TASK TO COMPLETE — Write out word for word the lines below, starting with the line that contains "Target: framed photo of woman" and continuing through the last line.

**** RECORDS FOR THIS TASK

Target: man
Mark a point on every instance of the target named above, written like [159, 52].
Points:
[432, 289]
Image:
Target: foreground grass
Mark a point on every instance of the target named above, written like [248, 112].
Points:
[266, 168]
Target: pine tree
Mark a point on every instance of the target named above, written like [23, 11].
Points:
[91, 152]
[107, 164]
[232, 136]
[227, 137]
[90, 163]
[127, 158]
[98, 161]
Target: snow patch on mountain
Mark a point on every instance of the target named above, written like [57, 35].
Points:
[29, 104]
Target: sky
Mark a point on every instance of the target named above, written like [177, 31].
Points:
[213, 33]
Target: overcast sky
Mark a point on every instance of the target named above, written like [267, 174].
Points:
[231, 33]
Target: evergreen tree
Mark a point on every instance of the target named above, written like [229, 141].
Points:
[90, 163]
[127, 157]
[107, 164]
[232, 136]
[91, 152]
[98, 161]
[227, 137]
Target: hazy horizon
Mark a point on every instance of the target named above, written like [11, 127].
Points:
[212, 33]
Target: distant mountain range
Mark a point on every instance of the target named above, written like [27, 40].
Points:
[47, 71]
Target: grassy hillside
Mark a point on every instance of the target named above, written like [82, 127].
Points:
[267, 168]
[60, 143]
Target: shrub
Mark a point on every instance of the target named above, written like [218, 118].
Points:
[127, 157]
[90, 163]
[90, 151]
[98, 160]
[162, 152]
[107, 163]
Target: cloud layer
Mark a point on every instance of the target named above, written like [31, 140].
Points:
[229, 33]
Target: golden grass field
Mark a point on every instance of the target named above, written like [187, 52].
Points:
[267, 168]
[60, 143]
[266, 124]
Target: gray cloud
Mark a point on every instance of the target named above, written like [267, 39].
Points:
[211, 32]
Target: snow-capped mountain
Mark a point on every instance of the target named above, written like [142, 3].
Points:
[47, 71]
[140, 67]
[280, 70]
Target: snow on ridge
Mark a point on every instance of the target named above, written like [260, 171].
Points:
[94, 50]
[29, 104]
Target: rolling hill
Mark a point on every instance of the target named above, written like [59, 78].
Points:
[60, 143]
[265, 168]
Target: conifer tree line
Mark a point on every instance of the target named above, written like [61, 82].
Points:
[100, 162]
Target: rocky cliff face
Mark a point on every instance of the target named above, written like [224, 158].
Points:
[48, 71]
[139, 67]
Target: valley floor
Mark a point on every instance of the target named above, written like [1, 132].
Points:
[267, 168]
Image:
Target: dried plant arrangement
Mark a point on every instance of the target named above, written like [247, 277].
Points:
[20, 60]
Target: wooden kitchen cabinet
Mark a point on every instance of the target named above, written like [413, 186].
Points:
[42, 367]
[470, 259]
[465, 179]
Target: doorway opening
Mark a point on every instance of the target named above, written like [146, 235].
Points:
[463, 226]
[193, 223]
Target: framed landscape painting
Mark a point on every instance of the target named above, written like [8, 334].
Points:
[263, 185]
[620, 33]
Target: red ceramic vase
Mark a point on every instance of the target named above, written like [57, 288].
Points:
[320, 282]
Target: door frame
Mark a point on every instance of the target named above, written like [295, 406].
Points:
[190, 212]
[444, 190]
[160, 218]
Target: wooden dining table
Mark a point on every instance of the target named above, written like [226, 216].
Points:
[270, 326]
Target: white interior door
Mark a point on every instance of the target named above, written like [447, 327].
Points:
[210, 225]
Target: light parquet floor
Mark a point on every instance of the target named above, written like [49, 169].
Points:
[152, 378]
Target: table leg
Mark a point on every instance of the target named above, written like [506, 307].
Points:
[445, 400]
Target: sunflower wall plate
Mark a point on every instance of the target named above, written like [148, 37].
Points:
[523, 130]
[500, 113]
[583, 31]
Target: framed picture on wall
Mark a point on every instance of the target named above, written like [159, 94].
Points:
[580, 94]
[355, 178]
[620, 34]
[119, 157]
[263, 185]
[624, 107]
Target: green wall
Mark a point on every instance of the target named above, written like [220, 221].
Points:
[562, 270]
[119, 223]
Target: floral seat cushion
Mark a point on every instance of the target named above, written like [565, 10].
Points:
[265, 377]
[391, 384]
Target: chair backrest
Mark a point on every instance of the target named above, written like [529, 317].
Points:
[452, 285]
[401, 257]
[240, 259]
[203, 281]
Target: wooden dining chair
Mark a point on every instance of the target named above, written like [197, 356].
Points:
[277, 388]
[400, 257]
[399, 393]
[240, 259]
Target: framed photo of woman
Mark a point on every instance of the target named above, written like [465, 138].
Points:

********

ANSWER TO THIS PROBLEM —
Target: framed photo of woman
Mark a point on every instance of the target named above, written like [465, 138].
Points:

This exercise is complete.